Top of Extracted entries
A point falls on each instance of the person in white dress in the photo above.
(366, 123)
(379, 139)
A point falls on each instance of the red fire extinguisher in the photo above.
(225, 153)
Bottom of Extracted entries
### Task prompt
Print every line of the records above without a single difference.

### Response to this exercise
A point falls on each instance of the person in white dress in the photo above.
(366, 123)
(379, 139)
A point falls on each instance of the red fire extinguisher in the photo above.
(225, 153)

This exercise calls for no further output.